Requirements>
Your task is to transcribe the records exactly, skipping every image.

——

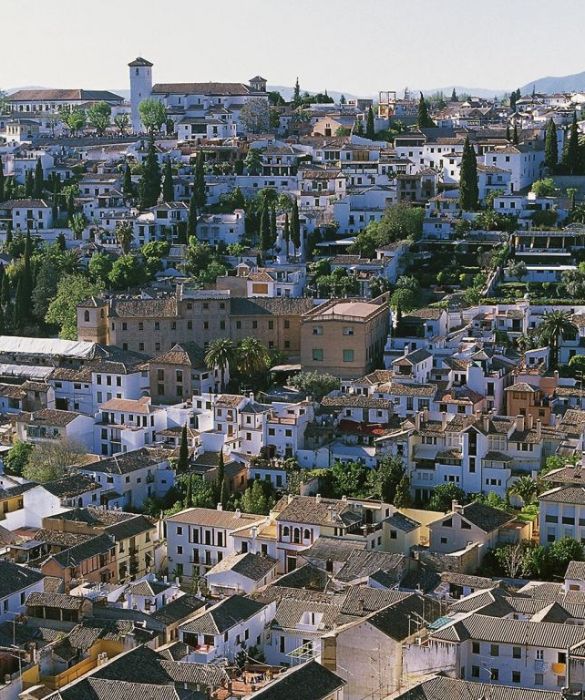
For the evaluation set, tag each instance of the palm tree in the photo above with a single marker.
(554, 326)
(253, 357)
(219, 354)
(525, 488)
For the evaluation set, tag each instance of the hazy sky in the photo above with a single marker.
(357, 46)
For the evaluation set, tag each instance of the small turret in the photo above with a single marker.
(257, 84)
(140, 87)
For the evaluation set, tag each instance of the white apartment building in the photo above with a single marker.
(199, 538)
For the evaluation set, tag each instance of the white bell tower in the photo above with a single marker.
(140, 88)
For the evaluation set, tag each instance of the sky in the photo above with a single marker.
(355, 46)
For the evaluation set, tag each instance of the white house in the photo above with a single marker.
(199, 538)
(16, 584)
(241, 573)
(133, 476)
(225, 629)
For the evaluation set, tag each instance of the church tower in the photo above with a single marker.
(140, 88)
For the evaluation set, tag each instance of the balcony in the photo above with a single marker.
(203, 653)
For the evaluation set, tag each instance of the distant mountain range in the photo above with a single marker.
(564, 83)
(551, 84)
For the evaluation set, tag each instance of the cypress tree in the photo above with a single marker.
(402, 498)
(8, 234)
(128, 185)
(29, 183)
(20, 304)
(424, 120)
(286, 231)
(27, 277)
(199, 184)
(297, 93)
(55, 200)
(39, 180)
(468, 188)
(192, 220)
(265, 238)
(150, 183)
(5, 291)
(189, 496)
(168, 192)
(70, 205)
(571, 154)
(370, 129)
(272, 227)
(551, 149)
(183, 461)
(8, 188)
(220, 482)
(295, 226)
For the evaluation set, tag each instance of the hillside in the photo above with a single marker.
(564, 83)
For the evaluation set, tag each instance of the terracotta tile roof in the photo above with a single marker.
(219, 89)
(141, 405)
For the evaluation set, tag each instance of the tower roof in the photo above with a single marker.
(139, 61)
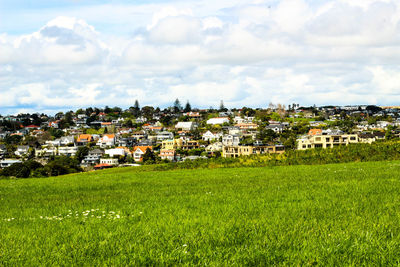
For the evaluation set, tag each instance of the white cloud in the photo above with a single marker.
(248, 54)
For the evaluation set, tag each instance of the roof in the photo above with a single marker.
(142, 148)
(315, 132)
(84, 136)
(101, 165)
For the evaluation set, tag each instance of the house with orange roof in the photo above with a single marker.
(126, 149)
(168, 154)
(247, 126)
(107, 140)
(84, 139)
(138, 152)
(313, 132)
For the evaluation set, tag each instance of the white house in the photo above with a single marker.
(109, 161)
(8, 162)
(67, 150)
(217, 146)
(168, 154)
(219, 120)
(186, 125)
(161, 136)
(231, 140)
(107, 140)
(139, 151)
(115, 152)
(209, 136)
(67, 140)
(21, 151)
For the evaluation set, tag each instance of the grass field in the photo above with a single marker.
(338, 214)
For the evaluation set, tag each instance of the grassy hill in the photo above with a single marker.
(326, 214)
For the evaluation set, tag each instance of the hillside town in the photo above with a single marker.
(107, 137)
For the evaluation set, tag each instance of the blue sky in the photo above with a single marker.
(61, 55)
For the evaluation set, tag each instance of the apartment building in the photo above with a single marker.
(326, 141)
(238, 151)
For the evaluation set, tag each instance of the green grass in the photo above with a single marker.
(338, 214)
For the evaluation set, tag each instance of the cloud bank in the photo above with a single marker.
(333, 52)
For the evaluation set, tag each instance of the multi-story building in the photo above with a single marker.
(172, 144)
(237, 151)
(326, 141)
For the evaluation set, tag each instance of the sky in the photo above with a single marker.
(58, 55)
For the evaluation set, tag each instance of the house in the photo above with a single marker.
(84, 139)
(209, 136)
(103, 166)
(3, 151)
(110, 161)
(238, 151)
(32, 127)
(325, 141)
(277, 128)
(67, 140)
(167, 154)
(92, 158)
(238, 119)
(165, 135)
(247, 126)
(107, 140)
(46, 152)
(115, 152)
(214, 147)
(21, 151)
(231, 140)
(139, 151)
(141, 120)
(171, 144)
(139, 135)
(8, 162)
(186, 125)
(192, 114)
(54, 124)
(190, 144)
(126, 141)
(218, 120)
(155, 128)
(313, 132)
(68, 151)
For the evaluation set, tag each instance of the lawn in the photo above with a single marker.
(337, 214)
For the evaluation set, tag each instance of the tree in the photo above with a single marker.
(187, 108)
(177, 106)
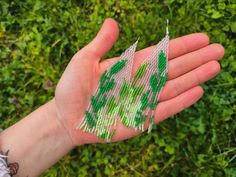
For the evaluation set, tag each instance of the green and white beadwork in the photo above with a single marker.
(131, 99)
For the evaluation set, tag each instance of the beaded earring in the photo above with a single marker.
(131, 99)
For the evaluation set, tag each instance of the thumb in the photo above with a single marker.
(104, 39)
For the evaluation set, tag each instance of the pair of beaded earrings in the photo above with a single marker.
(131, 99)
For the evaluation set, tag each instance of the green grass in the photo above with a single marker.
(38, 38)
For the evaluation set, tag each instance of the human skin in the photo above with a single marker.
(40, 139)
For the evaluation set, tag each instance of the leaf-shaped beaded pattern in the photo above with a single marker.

——

Completed task>
For the evaluation set, tag each instance of the palm tree in the photo above with a single marker.
(554, 326)
(253, 357)
(219, 354)
(525, 488)
For the evaluation set, tag each instance of the hazy sky in the photo above with a single marker.
(357, 46)
For the evaluation set, tag each instance of the small turret in the photo above with a single marker.
(257, 84)
(140, 87)
For the evaluation set, tag each instance of the white apartment building in the photo above with a single marker.
(199, 538)
For the evaluation set, tag each instance of the white bell tower in the photo above with a single marker.
(140, 88)
For the evaluation set, tag each instance of the sky in the photo above with a single marker.
(355, 46)
For the evaluation set, tag each instance of the white house in the photo above with a single marker.
(199, 538)
(16, 584)
(241, 573)
(133, 476)
(225, 629)
For the evaluation set, tag each instance of the church tower in the photo above with a single marker.
(140, 88)
For the evaluation set, tag each instance of the balcony in the photo above with a single marker.
(203, 653)
For the evaluation set, tag each instance of the distant mountain range in the photo above with a single marker.
(564, 83)
(551, 84)
For the evaluation set, tag each instance of the cypress tree in the photo above with a single marker.
(402, 498)
(8, 234)
(128, 185)
(29, 183)
(20, 304)
(424, 120)
(286, 231)
(27, 277)
(199, 184)
(297, 93)
(55, 200)
(39, 180)
(468, 188)
(192, 220)
(265, 238)
(150, 183)
(5, 291)
(189, 496)
(168, 192)
(70, 205)
(571, 154)
(370, 129)
(272, 227)
(551, 149)
(183, 461)
(8, 188)
(220, 482)
(295, 226)
For the evaluation set, tag each instance of the hillside in the photo above with a single marker.
(564, 83)
For the evaluation set, tag each instance of the terracotta tile roof in the photo above with a single marker.
(219, 89)
(141, 405)
For the evaluation set, tag each instance of the tower roof in the photo above with a single marker.
(139, 61)
For the evaluation set, tag each instance of the white cloud in the photo above with a single marker.
(248, 54)
For the evaluation set, tag each instance of the roof in the photo above with a single marker.
(142, 148)
(315, 132)
(84, 136)
(101, 165)
For the evaluation set, tag each instance of the house with orange roof in the photo above with a single marker.
(126, 149)
(168, 154)
(247, 126)
(107, 140)
(84, 139)
(138, 152)
(313, 132)
For the evaluation set, tag each instance of the white house in the photo above with a single marker.
(109, 161)
(8, 162)
(67, 150)
(217, 146)
(168, 154)
(219, 120)
(186, 125)
(161, 136)
(231, 140)
(107, 140)
(139, 151)
(115, 152)
(209, 136)
(67, 140)
(21, 151)
For the evaluation set, tag each instance of the grass field in the photo above with a single marker.
(338, 214)
For the evaluation set, tag each instance of the grassy hill in the photo above with a single marker.
(326, 214)
For the evaluation set, tag each instance of the hillside town in the photo above with a single marker.
(107, 137)
For the evaluation set, tag each instance of the blue sky in the photo above with a single marker.
(61, 55)
For the evaluation set, tag each instance of the apartment building in the photo above with a single marker.
(326, 141)
(238, 151)
For the evaluation set, tag each instance of the green grass in the photo above with a single marker.
(338, 214)
For the evaluation set, tag each instance of the cloud bank in the photo above with a single marker.
(333, 52)
For the evaluation set, tag each instance of the multi-story building in the photo above with a single marker.
(172, 144)
(237, 151)
(326, 141)
For the evaluation set, tag each instance of the sky in the photo above with a single marker.
(58, 55)
For the evaluation set, tag each instance of the house in the photo above with a single marker.
(84, 139)
(209, 136)
(103, 166)
(3, 151)
(110, 161)
(238, 151)
(32, 127)
(325, 141)
(277, 128)
(67, 140)
(167, 154)
(92, 158)
(238, 119)
(165, 135)
(247, 126)
(107, 140)
(46, 152)
(115, 152)
(214, 147)
(21, 151)
(231, 140)
(139, 151)
(141, 120)
(171, 144)
(139, 135)
(8, 162)
(186, 125)
(192, 114)
(54, 124)
(190, 144)
(126, 141)
(218, 120)
(155, 128)
(313, 132)
(68, 151)
For the evaluation set, tag each instance of the lawn in the photo above with a single marker.
(337, 214)
For the evaluation set, tag each instance of the tree in the photo above with a single marker.
(187, 108)
(177, 106)
For the evaluation set, tag each instance of the green and white beadwork in the photo above with a single marker.
(131, 99)
For the evaluation set, tag each instance of the beaded earring in the photo above with a single marker.
(131, 99)
For the evaluation set, tag each instance of the thumb in the photo above with a single marker.
(104, 39)
For the evaluation set, tag each instance of the pair of beaded earrings in the photo above with a single marker.
(131, 99)
For the evaluation set, tag each instance of the green grass in the photo above with a single marker.
(38, 38)
For the evaluation set, tag each instance of the human skin in the photo above with a single marker.
(40, 139)
For the evaluation set, tag each instance of the leaf-shaped beaded pattern in the photo above with a single marker.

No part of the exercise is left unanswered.